| TASK DESCRIPTION |
In the data that follows, count the lines in which the word "noun" occurs, and report that figure alone.
-------
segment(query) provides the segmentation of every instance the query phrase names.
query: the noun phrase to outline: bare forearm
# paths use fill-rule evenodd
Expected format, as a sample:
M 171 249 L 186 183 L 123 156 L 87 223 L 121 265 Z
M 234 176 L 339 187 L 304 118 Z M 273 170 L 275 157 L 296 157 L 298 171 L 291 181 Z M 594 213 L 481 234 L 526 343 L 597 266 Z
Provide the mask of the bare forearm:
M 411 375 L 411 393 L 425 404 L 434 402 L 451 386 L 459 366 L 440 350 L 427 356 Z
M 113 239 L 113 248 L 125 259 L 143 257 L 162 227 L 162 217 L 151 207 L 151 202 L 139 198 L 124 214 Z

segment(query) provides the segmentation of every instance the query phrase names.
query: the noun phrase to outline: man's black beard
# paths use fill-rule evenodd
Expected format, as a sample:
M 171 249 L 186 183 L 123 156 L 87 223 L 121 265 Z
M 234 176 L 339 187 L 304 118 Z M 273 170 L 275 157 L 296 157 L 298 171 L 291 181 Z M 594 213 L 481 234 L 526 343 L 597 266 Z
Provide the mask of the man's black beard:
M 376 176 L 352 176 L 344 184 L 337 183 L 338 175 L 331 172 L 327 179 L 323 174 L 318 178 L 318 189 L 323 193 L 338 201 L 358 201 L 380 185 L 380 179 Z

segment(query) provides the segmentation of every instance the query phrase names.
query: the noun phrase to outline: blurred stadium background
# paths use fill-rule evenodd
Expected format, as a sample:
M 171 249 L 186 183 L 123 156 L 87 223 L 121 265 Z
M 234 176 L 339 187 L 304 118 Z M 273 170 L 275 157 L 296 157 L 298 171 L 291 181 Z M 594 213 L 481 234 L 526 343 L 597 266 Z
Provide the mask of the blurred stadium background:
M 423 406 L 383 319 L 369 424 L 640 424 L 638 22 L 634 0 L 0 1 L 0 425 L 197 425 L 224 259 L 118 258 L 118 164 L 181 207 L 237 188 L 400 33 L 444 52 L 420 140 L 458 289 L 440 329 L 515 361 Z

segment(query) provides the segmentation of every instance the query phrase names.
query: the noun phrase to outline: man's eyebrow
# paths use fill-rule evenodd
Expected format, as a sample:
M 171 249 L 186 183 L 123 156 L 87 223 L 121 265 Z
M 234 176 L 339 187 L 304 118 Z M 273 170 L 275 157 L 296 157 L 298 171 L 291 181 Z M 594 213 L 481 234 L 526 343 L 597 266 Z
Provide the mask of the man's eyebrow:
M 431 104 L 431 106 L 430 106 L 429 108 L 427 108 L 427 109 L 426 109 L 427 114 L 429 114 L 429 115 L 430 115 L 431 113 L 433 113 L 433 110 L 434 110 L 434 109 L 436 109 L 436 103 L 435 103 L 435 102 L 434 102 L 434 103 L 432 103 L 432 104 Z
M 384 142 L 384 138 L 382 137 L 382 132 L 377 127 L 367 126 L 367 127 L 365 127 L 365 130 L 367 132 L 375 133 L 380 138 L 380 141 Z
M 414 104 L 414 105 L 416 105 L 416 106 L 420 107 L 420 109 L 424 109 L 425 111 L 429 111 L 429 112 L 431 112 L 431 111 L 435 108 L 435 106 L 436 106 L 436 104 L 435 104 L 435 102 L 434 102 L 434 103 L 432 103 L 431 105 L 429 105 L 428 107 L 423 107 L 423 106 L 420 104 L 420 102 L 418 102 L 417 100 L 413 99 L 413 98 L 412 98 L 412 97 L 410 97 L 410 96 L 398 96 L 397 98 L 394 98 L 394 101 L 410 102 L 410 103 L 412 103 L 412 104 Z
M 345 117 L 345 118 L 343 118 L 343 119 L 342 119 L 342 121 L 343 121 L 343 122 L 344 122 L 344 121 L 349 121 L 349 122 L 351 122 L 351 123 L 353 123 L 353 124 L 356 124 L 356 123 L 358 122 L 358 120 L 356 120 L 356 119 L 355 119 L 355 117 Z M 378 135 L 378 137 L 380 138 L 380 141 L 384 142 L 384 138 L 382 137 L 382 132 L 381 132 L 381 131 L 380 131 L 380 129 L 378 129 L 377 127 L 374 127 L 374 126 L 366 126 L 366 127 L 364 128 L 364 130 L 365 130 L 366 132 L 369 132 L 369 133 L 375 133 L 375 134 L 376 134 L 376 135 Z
-------
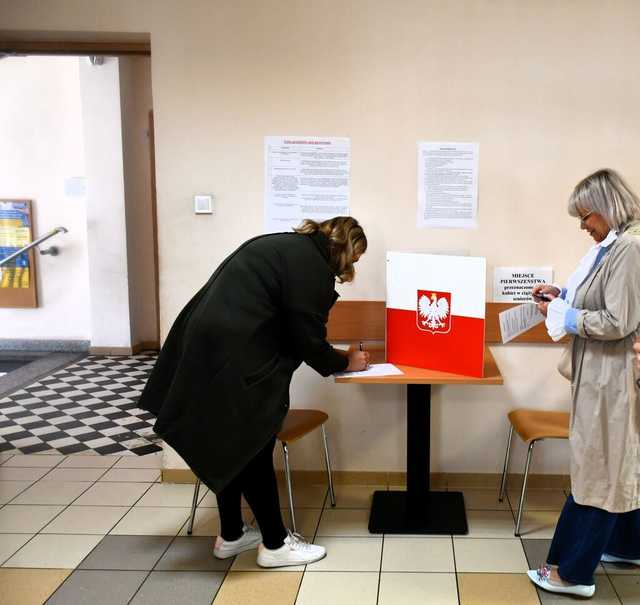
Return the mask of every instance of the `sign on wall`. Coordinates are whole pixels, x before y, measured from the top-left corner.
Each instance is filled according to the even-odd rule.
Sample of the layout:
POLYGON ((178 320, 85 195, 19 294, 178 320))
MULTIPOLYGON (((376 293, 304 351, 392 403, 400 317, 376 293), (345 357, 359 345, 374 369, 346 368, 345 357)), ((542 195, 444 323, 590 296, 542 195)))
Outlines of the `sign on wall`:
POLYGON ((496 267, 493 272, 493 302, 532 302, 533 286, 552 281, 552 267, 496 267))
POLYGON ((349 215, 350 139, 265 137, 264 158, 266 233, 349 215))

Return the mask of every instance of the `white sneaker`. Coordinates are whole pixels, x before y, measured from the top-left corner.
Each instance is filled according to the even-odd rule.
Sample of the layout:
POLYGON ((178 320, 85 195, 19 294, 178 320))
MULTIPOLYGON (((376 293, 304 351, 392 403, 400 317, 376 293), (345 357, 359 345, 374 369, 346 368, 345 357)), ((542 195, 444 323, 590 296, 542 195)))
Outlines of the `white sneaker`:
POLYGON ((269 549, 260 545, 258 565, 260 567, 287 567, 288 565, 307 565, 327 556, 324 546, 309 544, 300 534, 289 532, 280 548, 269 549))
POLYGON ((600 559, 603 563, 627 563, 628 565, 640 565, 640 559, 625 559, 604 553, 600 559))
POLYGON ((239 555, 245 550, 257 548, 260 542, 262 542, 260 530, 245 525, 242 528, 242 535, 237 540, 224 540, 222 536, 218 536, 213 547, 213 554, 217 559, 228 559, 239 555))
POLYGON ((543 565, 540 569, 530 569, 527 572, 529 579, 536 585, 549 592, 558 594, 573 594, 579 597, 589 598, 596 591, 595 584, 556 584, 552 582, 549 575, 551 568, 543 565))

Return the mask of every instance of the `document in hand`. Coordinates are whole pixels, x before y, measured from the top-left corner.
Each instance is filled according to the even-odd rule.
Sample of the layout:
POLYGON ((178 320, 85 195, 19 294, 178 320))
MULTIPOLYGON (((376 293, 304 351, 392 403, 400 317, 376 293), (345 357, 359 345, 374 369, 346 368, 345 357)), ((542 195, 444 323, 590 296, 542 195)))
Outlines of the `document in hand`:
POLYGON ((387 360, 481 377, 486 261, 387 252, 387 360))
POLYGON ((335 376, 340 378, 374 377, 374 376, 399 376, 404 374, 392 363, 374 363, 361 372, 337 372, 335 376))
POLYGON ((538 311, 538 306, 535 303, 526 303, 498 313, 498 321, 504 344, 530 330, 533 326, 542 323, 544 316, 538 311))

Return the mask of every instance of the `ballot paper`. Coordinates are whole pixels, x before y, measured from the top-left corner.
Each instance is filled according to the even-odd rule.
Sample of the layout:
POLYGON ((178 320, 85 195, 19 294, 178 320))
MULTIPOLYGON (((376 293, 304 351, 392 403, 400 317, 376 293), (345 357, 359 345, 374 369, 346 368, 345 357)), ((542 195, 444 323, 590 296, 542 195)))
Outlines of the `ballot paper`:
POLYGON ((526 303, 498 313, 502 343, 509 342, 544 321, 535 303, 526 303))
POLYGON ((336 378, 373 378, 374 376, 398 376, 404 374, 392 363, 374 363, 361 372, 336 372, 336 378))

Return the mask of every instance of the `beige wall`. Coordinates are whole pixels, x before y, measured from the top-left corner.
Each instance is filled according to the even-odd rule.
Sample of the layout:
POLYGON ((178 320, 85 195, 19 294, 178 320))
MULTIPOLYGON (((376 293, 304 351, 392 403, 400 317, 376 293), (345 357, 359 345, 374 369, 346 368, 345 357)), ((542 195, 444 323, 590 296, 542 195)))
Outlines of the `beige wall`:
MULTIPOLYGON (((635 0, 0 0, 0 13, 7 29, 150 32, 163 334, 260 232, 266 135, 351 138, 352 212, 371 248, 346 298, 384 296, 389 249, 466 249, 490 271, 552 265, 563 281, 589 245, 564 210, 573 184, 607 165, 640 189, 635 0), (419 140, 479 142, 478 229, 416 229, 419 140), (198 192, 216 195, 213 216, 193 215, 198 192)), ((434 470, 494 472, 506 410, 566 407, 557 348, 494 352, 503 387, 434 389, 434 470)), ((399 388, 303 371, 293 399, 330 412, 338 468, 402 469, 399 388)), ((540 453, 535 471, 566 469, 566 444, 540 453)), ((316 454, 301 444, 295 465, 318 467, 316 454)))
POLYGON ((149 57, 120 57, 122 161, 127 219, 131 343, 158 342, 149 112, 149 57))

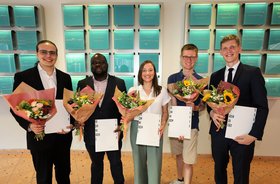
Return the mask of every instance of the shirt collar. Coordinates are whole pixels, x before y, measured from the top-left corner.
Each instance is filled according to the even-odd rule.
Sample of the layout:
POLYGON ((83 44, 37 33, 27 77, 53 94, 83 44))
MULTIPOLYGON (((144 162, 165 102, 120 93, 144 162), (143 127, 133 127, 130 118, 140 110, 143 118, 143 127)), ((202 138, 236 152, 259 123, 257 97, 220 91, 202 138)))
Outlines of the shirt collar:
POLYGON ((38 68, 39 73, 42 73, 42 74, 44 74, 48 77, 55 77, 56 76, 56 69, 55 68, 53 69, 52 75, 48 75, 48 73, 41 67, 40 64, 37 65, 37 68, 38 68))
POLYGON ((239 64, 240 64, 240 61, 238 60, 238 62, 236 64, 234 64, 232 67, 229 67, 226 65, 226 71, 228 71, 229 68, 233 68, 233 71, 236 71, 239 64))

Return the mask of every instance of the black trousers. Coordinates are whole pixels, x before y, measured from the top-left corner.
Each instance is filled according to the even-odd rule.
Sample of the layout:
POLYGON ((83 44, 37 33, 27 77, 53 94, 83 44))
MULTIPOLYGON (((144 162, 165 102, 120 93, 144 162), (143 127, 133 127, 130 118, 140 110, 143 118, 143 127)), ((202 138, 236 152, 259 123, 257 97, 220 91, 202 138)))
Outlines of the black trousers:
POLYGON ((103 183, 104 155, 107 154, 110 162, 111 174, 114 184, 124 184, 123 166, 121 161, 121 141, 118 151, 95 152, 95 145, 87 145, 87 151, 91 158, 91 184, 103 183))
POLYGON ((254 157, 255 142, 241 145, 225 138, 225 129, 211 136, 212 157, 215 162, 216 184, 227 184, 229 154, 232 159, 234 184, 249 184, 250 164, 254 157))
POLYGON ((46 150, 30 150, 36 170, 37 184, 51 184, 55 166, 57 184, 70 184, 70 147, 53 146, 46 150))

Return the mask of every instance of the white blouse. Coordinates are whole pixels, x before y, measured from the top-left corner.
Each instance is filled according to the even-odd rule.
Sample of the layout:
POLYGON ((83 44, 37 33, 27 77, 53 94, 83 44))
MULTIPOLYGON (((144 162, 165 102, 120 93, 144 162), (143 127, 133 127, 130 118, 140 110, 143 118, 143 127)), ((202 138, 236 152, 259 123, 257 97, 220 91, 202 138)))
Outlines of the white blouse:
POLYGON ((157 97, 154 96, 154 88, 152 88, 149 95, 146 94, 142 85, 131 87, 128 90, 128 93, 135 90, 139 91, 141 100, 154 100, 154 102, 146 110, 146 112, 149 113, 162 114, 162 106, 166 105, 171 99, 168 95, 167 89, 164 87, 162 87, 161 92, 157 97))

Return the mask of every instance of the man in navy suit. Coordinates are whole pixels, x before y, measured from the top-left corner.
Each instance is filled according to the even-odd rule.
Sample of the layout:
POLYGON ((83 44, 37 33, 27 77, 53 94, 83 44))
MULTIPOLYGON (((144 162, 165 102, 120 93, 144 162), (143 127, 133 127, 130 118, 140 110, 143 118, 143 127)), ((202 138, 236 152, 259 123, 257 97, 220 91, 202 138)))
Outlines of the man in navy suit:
-------
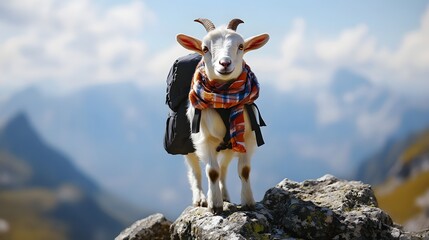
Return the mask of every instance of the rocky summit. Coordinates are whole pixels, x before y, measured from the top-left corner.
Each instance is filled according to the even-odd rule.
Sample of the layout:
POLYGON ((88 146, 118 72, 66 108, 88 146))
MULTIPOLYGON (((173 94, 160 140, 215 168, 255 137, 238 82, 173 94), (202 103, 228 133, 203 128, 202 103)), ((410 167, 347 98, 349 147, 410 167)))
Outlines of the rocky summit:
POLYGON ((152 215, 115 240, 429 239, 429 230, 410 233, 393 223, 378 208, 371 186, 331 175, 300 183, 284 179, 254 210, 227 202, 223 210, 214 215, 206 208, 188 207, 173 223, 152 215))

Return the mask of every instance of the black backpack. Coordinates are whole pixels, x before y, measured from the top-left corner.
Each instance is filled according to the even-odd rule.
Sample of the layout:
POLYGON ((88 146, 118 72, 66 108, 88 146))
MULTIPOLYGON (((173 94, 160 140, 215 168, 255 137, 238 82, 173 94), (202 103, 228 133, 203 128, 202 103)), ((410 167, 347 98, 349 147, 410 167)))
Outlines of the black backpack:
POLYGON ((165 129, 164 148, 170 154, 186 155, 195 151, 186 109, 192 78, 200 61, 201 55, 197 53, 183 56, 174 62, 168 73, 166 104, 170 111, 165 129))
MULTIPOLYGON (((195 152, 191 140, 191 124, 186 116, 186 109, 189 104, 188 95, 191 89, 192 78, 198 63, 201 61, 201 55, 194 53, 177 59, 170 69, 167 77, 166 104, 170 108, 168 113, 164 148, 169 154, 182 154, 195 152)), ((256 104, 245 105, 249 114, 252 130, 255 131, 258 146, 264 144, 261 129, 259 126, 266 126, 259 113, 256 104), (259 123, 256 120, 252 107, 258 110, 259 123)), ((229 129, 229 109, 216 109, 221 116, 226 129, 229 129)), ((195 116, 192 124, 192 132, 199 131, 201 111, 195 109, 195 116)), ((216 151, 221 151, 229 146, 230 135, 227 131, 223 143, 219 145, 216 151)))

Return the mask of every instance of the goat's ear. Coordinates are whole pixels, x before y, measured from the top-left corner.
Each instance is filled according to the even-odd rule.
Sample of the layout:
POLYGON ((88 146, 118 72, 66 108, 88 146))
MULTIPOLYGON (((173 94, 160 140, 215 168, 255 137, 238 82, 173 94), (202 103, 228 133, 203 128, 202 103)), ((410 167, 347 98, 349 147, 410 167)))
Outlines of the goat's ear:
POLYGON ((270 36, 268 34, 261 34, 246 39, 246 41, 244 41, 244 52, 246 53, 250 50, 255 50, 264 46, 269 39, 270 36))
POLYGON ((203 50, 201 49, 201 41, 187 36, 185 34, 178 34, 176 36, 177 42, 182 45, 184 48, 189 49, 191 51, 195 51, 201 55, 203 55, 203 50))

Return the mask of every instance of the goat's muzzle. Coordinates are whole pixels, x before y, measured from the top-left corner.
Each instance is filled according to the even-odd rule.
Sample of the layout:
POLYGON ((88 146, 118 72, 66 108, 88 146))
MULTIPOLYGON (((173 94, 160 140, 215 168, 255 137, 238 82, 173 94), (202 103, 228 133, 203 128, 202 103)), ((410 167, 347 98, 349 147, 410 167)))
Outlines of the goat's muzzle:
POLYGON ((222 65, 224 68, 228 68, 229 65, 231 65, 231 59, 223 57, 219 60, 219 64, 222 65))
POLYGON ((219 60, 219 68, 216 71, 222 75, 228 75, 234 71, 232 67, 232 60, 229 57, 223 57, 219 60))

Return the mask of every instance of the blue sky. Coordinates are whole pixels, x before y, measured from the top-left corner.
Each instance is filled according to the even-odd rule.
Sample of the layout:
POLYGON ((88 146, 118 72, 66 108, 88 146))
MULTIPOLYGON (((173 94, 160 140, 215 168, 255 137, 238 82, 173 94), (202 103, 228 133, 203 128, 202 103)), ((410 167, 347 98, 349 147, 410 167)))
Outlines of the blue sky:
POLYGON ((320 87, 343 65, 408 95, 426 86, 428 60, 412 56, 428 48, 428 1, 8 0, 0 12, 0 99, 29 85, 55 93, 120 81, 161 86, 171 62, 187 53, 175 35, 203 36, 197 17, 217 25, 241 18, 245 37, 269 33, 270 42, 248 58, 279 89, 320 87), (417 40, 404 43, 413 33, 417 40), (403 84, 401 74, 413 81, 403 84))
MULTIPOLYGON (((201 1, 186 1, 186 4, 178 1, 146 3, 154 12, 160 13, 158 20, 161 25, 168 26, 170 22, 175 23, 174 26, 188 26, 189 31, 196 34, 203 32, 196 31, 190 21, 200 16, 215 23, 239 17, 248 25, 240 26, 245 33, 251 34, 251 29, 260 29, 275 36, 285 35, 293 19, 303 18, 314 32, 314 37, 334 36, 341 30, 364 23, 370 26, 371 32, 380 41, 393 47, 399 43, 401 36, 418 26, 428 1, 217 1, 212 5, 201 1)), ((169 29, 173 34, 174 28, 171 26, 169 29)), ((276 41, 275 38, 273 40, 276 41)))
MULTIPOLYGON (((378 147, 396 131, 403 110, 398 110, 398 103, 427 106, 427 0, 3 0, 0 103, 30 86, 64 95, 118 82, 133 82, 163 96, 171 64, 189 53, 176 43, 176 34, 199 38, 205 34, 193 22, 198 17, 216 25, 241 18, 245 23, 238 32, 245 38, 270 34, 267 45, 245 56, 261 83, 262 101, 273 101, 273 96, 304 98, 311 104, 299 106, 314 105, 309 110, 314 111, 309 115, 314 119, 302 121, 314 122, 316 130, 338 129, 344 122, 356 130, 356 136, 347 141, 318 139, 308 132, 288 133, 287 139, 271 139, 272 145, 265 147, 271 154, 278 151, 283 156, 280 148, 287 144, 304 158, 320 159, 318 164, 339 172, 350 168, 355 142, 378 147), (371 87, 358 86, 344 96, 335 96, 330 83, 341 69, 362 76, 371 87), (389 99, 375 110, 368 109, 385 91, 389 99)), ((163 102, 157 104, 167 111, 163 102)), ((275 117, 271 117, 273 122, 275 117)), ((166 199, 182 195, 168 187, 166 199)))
-------
| TASK RESULT |
4